» **Exercise brief**: Please copy out everything in the records from the line containing "Target: vintage postcard" down to the line containing "[[[11,259],[402,258],[402,10],[9,13]]]", both lines included, and shift every polygon coordinate in the outlines up by 137. Reproduce the other lines in that range unchanged.

» **Given data**:
------------------------------------------------

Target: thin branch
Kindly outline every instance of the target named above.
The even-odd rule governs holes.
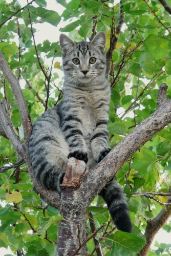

------------------------------------------------

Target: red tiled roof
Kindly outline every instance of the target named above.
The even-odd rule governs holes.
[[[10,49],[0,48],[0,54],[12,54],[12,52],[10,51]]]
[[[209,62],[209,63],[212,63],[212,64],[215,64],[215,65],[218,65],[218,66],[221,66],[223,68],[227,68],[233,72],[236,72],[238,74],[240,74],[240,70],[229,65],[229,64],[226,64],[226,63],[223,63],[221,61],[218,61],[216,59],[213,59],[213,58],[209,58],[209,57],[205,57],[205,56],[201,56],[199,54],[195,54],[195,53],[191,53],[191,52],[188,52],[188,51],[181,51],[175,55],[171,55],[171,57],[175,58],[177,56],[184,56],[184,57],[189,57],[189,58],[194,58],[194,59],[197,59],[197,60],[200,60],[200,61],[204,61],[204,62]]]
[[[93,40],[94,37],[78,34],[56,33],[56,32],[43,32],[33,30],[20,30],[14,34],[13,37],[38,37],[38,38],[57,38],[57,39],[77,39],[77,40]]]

------------------------------------------------

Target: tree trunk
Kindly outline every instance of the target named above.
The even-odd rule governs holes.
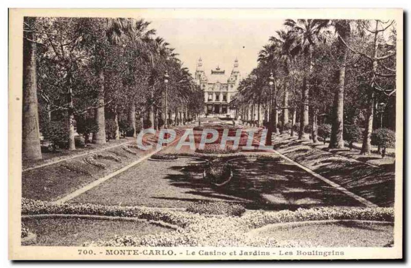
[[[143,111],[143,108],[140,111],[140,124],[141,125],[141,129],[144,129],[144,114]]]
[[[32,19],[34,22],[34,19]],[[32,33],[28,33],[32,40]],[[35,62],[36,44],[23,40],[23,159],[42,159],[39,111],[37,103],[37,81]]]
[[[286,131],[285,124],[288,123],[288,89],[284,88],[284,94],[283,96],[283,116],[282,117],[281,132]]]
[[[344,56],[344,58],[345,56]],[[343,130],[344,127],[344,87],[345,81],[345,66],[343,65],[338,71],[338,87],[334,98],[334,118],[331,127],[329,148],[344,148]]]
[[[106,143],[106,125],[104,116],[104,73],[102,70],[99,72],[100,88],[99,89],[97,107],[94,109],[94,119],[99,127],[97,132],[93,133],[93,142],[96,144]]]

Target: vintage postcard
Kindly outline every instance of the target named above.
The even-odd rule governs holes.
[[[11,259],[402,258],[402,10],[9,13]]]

------------------------------------------------

» **Exercise answer**:
Target: vintage postcard
Kindly outline every instance of the target named above.
The even-odd rule governs holes.
[[[148,396],[539,395],[539,147],[146,150]]]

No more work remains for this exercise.